> **Texte fourni**:
+-------+

Après le succès de "La liste de mes envies" et de "La première chose qu’on regarde", Grégoire Delacourt revient en librairie avec "On ne voyait que le bonheur", l’histoire à la fois tragique et pleine d’espoir d’un assureur qui tente de comprendre sa destinée. L’auteur y a vu le moyen de s’interroger sur une société démissionnaire. 

 

Quel a été le déclic de ce quatrième roman ?

Le même que pour le héros : l’annonce que son père va mourir. C’est un point de départ authentique. J’ai voulu évaluer ma relation avec l’autre, ce que j’allais perdre, ce que ça valait tout ça. Puis, je me suis demandé ce que j’allais faire du personnage qui était moi d’une certaine manière. Il y a des personnes dont c’est le métier d’évaluer la vie des gens. Ca vaut quoi la vie de quelqu’un ? Si un enfant meurt, on rembourse combien, sur quelle base ? Je me suis dit que je devais faire du personnage un assureur expert en indemnisation de la vie des gens qui allait se mettre à estimer sa propre vie. Et ce paradoxe, de filtrer la valeur humaine à l’aune de l’argent, était passionnant à explorer.

 

Que vouliez-vous dire de la société à travers lui?

Ma question était : "qu’est-ce qui fait qu’à un moment on n’aime plus sa vie. Comment en arrive-t-on à s’écraser?". Je vois tous les jours autour de moi ou dans les journaux des gens qui n’aiment plus leur vie. Ils n’ont même plus de colère. On est des serpillières. On n’a même plus la force d’aller gueuler. La situation économique est dramatique et il n’y a même pas dix mecs dans la rue pour aller tout casser !... Les politiques se foutent de notre gueule depuis 20 ans, la famille est explosée, décomposée, donc on va où ? On se tourne vers quoi ? J’ai beaucoup regardé comment les gens se désagrègent. C’est une succession de petites choses mises dans un contexte difficile qui font que certains pètent un plomb. Je voulais essayer de comprendre comment un homme arrive à être entraîner dans une bourrasque de drame. Mais je crois à la lumière, à une solution. Je voulais aussi montrer qu’on pouvait s’en sortir si on permettait aux autres de nous aider.

 

Comment vivez-vous la rédaction de vos romans?

Ecrire est un plaisir. J’ai une écriture très joyeuse. C’est physique, charnel, comme un sport. Pendant des mois, ça gamberge dans ma tête. Et quand c’est mûr, l’écriture me libère. Si c’était une douleur, je ferai autre chose. J’ai un métier, je fais de la pub depuis 32 ans. Je n’ai pas besoin d’écrire pour vivre. Le succès est éphémère. Ce n’est pas grave si ça ne marche pas. Je n’ai donc pas de pression. J’écris quand je veux, sur ce que je veux, avec le respect de moi-même et de mes lecteurs. C’est une grande liberté.

 

Pourquoi ce titre, "On ne voyait que le bonheur" ?

+-------+

> **Consignes**:
#1 Réécrivez le passage de l'entretien avec Grégoire Delacourt, du début "Ecrire est un" jusqu'à "une grande liberté." inclus, en substituant "comme une danse" à "comme un sport".
#2 D'après l'entretien avec Grégoire Delacourt, depuis combien d'années fait-il de la publicité ?

+-------+

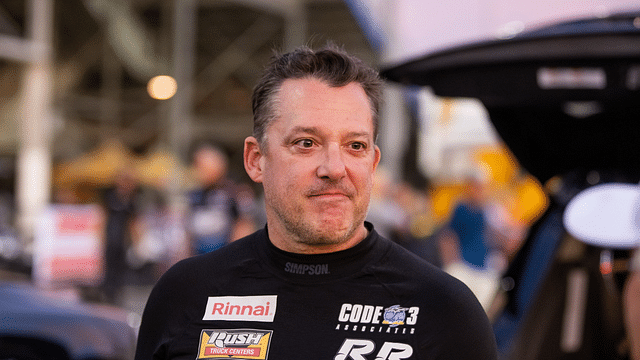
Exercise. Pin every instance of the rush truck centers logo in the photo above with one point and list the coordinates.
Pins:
(241, 308)
(234, 344)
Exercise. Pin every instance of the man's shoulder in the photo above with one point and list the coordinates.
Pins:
(234, 253)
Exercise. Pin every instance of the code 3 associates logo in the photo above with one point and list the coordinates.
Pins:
(241, 308)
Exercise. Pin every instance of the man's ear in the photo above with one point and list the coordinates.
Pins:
(253, 159)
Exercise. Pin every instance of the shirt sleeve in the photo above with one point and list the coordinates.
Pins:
(164, 315)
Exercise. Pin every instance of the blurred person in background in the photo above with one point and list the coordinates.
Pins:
(215, 217)
(465, 245)
(121, 204)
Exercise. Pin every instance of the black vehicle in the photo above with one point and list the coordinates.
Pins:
(566, 101)
(34, 325)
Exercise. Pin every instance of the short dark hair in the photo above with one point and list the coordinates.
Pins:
(330, 64)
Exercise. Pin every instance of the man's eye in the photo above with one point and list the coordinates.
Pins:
(305, 143)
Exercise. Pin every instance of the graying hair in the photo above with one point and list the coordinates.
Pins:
(329, 64)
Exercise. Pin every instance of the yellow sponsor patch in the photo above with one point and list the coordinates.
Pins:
(234, 344)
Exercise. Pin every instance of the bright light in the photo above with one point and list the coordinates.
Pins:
(162, 87)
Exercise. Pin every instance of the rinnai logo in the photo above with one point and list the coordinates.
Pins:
(241, 308)
(234, 344)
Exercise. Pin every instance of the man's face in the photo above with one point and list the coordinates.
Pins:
(317, 166)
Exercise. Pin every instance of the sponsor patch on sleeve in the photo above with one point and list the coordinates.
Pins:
(234, 344)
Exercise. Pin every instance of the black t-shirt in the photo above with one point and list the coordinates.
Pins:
(250, 300)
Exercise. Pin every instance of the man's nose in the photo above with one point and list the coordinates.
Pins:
(332, 164)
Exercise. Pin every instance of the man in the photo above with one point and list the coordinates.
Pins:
(215, 217)
(318, 282)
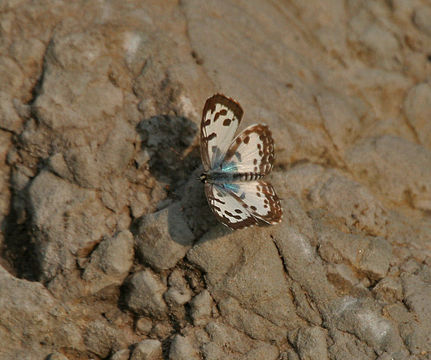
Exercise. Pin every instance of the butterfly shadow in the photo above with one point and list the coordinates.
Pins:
(170, 150)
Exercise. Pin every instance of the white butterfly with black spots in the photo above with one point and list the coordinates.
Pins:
(233, 167)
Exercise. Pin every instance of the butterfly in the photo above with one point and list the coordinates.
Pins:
(234, 167)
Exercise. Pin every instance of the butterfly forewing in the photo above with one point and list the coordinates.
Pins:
(243, 204)
(251, 151)
(220, 119)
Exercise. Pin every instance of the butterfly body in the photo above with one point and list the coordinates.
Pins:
(234, 167)
(221, 177)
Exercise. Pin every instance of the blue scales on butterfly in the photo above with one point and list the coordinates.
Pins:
(234, 167)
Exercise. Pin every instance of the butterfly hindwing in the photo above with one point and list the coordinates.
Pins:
(251, 151)
(243, 204)
(220, 119)
(227, 209)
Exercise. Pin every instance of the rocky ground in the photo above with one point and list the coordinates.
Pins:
(108, 247)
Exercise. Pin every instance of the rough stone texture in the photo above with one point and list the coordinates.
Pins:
(145, 295)
(163, 238)
(147, 350)
(110, 262)
(182, 349)
(100, 106)
(201, 308)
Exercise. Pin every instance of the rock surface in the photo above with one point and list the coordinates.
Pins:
(108, 248)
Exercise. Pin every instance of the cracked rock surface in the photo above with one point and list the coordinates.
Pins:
(108, 249)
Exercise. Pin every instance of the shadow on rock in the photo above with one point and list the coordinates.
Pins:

+-------+

> **Réponses**:
#1
Ecrire est un plaisir. J’ai une écriture très joyeuse. C’est physique, charnel, comme une danse. Pendant des mois, ça gamberge dans ma tête. Et quand c’est mûr, l’écriture me libère. Si c’était une douleur, je ferai autre chose. J’ai un métier, je fais de la pub depuis 32 ans. Je n’ai pas besoin d’écrire pour vivre. Le succès est éphémère. Ce n’est pas grave si ça ne marche pas. Je n’ai donc pas de pression. J’écris quand je veux, sur ce que je veux, avec le respect de moi-même et de mes lecteurs. C’est une grande liberté.

#2 Depuis 32 ans.